- [Exercise goal]: Write out the stretch of the processing-queue text from "This gives us" through "C based server.", word for word.

- [Document]:
Using a processing queue
Generally input from a web page is called on demand, as each click is made. There is no running application, which means we need a background process which will go through all the set up stages for the rover and pass information to it from a web page. Using a fast universal queuing system such as ZeroMQ, we can break the two main functions apart. A backend can monitor and control the rover, being aware of the hardware state. Meanwhile a front end can be web facing and place commands on a queue for the back end to read.
This gives us many advantages. Splitting the front and back end components apart allows us to simplify each code module and it allows them to both be interchangeable. We could use an entirely different front end, perhaps keyboard control. As it makes use of an internal network connection, the front end could be on another network host, perhaps a desktop using a game controller. As there are ZeroMQ libraries for most common languages, the front end could be in a different language or we could swap the back end for a C based server.

[Items listed in a dataset]
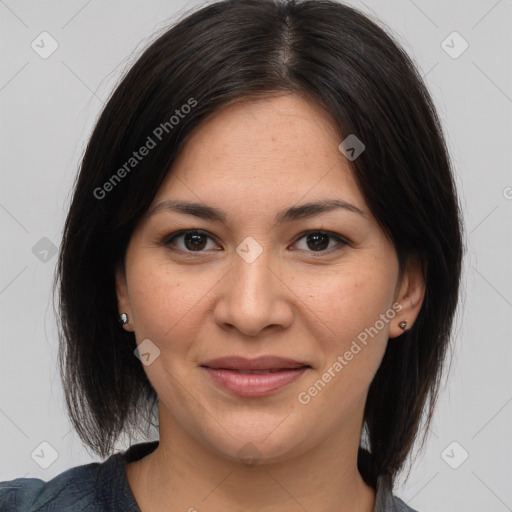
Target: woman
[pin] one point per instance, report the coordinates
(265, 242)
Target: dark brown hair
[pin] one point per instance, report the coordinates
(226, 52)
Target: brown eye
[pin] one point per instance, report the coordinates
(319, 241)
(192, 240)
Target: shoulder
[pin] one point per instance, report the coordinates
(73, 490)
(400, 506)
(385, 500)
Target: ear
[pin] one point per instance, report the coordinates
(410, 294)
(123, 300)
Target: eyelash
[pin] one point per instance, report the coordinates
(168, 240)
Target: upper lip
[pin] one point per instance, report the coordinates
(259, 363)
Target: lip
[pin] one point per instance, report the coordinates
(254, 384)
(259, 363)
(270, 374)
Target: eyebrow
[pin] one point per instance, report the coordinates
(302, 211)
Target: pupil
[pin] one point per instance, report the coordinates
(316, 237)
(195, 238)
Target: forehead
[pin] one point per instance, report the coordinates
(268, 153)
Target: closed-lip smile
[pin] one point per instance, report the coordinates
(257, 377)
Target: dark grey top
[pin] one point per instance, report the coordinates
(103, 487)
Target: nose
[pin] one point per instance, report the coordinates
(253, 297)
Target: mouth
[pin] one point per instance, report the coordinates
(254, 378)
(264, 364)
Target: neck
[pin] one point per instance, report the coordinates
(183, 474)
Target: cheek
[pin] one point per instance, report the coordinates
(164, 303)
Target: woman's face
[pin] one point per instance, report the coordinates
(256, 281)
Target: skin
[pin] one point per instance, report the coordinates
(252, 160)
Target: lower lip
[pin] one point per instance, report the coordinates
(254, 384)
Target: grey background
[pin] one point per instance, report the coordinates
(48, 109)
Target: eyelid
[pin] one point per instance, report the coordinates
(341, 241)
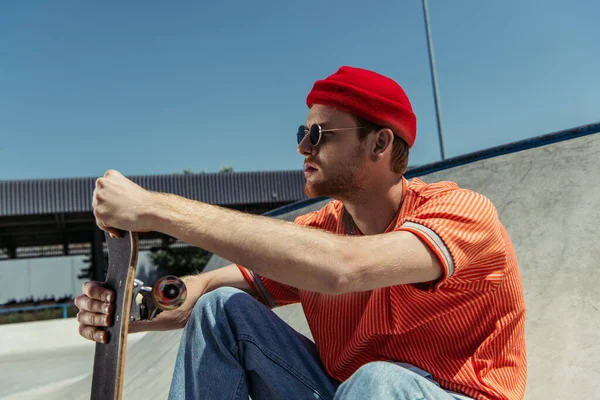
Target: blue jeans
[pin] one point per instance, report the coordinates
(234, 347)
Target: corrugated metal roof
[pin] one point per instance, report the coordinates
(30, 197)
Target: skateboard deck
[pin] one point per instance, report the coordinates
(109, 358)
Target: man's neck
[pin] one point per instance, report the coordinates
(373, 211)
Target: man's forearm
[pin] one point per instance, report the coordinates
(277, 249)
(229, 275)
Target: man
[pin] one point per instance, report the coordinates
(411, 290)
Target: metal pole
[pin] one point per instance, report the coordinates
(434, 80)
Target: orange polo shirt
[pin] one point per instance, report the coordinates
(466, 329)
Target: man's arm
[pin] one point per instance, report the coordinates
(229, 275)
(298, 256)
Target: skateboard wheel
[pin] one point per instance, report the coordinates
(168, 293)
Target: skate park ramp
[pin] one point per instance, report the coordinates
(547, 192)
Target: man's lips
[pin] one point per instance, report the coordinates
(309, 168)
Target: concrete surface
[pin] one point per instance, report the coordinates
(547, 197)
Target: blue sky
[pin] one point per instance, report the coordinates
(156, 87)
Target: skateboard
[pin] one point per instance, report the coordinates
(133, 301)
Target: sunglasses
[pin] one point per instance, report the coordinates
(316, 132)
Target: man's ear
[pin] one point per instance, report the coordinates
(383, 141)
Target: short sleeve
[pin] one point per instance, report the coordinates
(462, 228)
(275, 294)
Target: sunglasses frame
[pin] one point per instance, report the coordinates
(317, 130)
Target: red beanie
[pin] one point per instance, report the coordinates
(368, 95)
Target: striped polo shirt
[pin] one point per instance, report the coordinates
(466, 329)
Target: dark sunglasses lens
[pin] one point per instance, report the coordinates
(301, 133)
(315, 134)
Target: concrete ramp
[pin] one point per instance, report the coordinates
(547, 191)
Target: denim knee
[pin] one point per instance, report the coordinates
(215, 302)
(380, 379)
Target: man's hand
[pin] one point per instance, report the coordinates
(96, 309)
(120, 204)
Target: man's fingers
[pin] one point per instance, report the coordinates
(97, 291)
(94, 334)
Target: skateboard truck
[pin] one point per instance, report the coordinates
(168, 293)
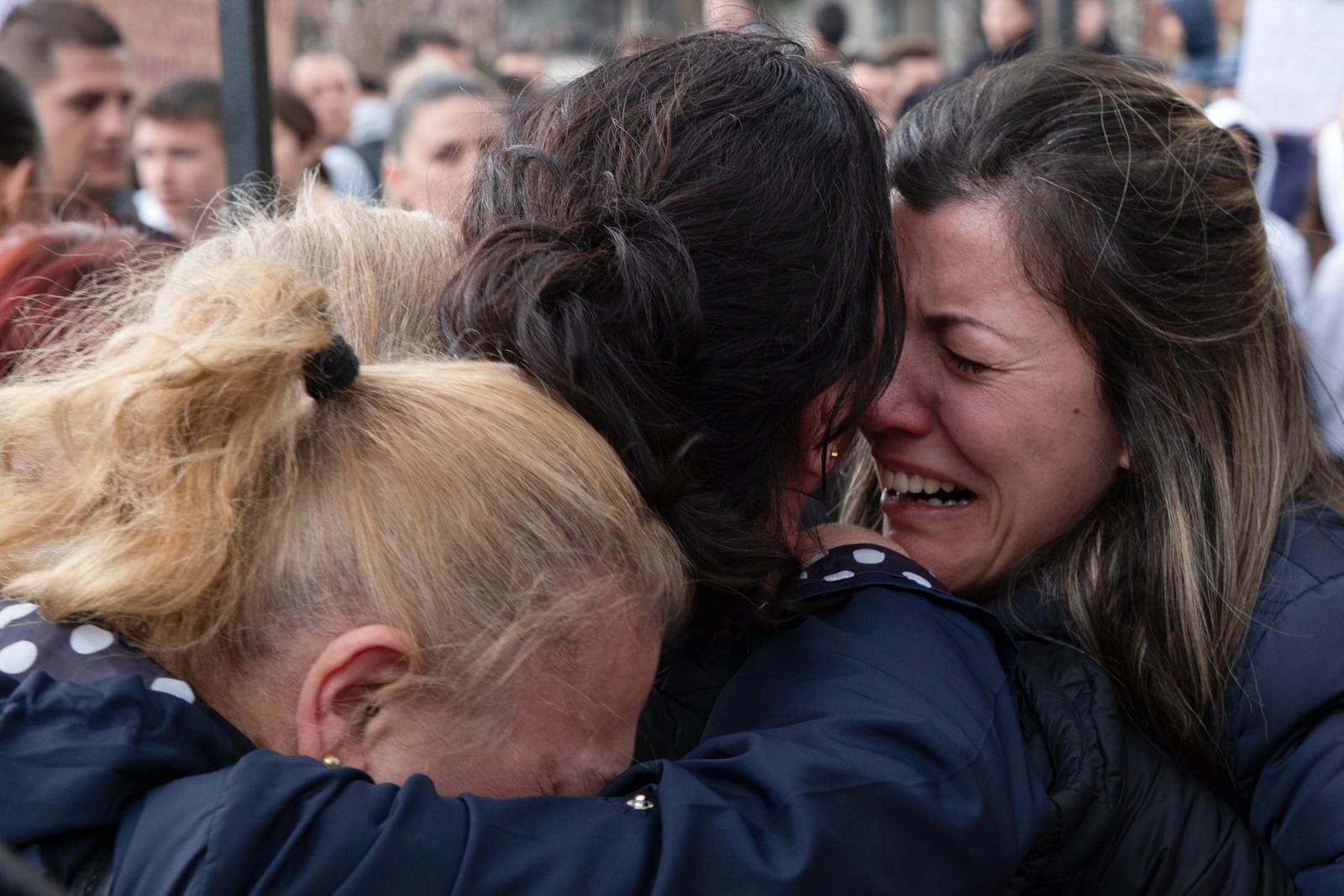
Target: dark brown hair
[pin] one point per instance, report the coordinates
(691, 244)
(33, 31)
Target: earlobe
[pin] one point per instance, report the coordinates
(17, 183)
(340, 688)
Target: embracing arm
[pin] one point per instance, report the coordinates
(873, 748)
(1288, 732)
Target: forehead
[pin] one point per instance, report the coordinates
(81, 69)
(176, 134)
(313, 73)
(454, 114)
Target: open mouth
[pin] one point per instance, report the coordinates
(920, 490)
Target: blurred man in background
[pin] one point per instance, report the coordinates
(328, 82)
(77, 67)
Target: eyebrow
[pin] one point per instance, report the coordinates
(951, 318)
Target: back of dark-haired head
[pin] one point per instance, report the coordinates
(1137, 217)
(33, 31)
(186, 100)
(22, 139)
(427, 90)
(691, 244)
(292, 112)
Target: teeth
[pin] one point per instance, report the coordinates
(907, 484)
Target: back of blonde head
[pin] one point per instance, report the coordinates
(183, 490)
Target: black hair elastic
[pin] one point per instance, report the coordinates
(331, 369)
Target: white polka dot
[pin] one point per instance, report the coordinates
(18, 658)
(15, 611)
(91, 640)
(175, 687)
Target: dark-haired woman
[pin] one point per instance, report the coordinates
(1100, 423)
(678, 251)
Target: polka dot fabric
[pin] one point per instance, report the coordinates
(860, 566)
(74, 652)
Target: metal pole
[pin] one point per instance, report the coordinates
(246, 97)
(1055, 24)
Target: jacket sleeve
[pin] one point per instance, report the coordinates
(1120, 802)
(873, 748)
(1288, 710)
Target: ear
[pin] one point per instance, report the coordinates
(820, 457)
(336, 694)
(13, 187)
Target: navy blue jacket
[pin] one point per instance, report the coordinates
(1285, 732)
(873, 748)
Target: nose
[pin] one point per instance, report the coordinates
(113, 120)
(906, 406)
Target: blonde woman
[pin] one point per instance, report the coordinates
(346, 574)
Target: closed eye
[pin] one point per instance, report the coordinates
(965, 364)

- [Result for this exercise]:
This gives us many advantages. Splitting the front and back end components apart allows us to simplify each code module and it allows them to both be interchangeable. We could use an entirely different front end, perhaps keyboard control. As it makes use of an internal network connection, the front end could be on another network host, perhaps a desktop using a game controller. As there are ZeroMQ libraries for most common languages, the front end could be in a different language or we could swap the back end for a C based server.